■ 設問 ■
**a.** 白斑の治療法の文章で、由来によって区別されているプラセンタの種類をすべて挙げてください。
**b.** 白斑の治療法の文章を、最後の文の次から書き継いでください。
━━━ ページ抜粋 ━━━
皮膚移植では「正常なメラニン細胞と取り換える」ということなので、治療が成功すれば一発で根治できます。
しかし完全な外科手術なので治療費や治療時間がかかり、生活で不便なことやリスクも増えます。
よほどの事情が無い限りは、まず他の治療法を試してからでいいかと思います。
家庭療法
ここからは病院ではなく、自宅でする民間療法レベルの治療法の紹介です。
ただはっきりといっておきますが、自己責任となる部分が多いので注意してください。
個人差もかなり激しく最適な結果が出るとは限りません。
どうしても通院の時間が取れないといった事情の人が試せる方法になります。
プラセンタ化粧水
化粧品のプラセンタ化粧水を皮膚に塗るという方法です。
ただこの方法ではメラニン細胞のある皮膚の下に充分に浸透させるには不十分なのでご注意を。
肌の厚さ・角質といったプラセンタの吸収を邪魔する要素が多いため、医療用のプラセンタ注射よりも効果は落ちます。
少しでも効果を高くするなら
・深層水で水に含まれる塩素といった余計な成分を流す
と、徹底してプラセンタ液が染み込みやすい環境にする必要があります。
このとき選びたいのは「馬プラセンタ」を使ったプラセンタ化粧水です。
上記のプラセンタの紹介でも書きましたが、市販のプラセンタで一番効果が高いとされるのが馬から採れるプラセンタです。
次点ではよく使われるタイプの「豚プラセンタ」です。
植物由来のプラセンタもありますがこちらは白斑に対しては効果はないと思ってください。
購入する際はしっかり何のプラセンタが使われているか確かめましょう。
写真のプラセンタ美容液は「ハニプラ美容液」といい、ロイヤルゼリーなどが配合されているかなり高価なものです。
━━━ 提供データ ━━━
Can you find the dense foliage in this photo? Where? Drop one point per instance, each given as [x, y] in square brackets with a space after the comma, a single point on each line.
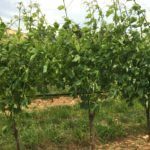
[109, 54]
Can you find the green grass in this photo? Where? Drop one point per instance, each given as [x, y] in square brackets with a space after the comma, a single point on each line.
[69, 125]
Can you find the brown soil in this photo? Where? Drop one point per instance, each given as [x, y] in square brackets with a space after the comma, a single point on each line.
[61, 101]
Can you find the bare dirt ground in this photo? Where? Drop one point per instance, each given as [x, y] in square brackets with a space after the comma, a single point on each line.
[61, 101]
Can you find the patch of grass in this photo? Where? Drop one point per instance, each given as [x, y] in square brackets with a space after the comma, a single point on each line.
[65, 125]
━━━
━━━ 提供データ ━━━
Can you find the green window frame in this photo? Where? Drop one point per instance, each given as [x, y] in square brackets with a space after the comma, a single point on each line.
━━━
■ 解答 ■
**a.**
・馬プラセンタ
・豚プラセンタ
・植物由来のプラセンタ

**b.**
大抵はネットショップや通販で購入でき、安価でも5000円越えするのも特徴なので見分けの目安にどうぞ。
薬用プラセンタ石鹸
プラセンタ成分を配合した特殊な石鹸を使う方法です。
プラセンタ化粧水と違い、石鹸を使うと「角質や汚れを落とす」「同時にプラセンタ成分を浸透させる」と余計な手間をかけずに行えるのがメリットです。
しかし通常のプラセンタ石鹸では白斑を治療する目的で作られていません。
本格的な治療をしたいなら医院が販売している石鹸を購入しましょう。
ただ個人経営の医院で独自に作られているケースが多く、効果のほどはマチマチだったりします。
最低限「馬プラセンタ」を配合している石鹸を選び、かつ効果がありそうな石鹸を購入しましょう。
※ちなみに私は「漢方薬」も配合しているタイプの石鹸を使っています。
家庭用ナローバンド ※注意
「ナローバンドUVB療法」で使われるナローバンドの家庭用のものを購入して使う方法です。
特殊な携行ライトみたいな形状なので、個人でも使うことができます。
使い方は
②数分白斑にナローバンドで照射する
③これを週数回、数か月間続ける
こんな感じです。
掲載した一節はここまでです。